-- SOURCE MATERIAL follows --

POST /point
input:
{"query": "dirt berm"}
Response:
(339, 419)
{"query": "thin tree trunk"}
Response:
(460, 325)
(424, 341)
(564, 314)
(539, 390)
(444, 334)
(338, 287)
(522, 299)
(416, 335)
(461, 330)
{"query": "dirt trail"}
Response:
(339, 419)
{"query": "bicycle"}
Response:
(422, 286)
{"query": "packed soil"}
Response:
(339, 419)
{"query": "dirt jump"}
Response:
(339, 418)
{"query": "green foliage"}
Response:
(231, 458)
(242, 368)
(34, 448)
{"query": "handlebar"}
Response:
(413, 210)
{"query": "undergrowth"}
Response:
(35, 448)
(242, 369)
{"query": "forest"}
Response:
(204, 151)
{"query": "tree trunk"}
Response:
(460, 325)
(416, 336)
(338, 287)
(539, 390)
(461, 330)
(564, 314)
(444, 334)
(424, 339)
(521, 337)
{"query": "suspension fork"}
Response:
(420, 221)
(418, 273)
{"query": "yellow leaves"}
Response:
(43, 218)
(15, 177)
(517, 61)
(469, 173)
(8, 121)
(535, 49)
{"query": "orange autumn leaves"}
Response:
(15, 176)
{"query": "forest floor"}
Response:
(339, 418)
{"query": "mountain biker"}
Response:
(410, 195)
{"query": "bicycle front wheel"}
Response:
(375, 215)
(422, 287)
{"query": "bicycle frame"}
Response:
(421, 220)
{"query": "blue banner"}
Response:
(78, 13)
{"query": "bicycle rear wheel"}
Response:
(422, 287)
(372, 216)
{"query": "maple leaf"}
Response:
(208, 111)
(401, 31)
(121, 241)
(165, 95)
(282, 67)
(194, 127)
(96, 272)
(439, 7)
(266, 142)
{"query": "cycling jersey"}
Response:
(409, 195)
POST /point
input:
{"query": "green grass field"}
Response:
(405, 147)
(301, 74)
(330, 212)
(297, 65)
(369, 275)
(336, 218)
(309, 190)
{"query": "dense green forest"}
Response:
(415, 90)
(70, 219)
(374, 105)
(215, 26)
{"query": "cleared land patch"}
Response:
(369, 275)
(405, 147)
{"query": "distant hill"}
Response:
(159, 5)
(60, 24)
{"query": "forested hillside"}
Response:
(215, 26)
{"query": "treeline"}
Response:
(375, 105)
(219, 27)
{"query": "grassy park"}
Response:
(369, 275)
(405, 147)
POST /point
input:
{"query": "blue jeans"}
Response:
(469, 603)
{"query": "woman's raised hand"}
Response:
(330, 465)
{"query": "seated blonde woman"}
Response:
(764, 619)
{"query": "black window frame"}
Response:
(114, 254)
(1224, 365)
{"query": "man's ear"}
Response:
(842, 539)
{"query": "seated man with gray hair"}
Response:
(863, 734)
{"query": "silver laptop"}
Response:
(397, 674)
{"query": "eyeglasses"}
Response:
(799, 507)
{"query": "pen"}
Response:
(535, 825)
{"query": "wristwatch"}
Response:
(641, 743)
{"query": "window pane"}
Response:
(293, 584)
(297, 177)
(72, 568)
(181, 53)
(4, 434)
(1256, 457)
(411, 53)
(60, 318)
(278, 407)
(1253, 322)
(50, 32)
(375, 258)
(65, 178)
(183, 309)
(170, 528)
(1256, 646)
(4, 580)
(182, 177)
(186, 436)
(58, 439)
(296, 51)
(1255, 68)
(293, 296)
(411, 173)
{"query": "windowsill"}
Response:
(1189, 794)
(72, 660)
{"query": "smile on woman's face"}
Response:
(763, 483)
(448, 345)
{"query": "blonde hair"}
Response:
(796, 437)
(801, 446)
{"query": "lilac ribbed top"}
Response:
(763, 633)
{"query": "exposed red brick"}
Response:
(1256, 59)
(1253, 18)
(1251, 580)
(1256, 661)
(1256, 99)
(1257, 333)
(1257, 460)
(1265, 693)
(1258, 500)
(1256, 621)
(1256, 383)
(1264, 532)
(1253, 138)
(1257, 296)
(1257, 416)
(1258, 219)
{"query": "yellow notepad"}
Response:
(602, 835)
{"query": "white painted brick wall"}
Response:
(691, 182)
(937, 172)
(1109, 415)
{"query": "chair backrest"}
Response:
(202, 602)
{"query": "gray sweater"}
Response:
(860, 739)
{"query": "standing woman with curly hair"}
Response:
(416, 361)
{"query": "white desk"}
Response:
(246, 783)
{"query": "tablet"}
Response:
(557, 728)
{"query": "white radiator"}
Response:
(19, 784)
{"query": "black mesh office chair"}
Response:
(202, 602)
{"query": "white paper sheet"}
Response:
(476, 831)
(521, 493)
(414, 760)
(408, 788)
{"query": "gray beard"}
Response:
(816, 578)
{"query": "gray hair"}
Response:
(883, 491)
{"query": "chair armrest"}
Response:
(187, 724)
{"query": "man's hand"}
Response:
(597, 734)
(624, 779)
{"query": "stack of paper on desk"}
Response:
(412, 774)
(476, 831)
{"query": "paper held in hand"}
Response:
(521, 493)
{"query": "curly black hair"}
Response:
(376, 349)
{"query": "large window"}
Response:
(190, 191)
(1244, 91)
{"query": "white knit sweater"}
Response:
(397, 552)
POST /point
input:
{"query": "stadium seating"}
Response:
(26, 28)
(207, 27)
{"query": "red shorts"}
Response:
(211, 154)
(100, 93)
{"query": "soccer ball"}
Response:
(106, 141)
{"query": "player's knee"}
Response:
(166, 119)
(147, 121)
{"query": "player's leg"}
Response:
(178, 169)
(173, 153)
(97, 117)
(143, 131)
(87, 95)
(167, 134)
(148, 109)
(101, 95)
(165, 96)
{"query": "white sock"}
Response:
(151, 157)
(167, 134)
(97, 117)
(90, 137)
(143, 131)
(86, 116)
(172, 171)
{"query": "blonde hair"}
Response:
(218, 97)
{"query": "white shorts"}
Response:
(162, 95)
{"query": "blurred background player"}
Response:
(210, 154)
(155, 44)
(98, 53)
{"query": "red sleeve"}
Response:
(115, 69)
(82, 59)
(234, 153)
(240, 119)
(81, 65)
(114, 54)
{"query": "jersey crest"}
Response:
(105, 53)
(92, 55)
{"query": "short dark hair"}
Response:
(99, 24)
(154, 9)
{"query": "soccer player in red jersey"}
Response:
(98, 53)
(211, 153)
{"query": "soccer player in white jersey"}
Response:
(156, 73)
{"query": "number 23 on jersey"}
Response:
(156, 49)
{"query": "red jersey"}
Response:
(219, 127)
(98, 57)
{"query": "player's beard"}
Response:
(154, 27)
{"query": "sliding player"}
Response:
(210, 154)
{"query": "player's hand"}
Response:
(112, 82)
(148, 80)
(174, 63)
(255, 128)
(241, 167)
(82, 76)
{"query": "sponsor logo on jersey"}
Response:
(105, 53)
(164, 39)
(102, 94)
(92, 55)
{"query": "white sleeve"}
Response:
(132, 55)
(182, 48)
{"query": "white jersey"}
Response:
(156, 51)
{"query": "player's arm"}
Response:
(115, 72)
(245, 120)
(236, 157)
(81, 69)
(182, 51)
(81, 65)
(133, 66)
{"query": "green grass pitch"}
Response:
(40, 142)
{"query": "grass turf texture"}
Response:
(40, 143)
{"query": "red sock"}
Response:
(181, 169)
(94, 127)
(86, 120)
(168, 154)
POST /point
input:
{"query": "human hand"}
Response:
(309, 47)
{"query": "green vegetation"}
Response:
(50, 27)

-- SOURCE MATERIAL concluded --

_WHAT YOU SHOULD DO_.
Where does the word "dirt" occur in the records? Return every line that holds it.

_RESPONSE_.
{"query": "dirt berm"}
{"query": "dirt trail"}
{"query": "dirt jump"}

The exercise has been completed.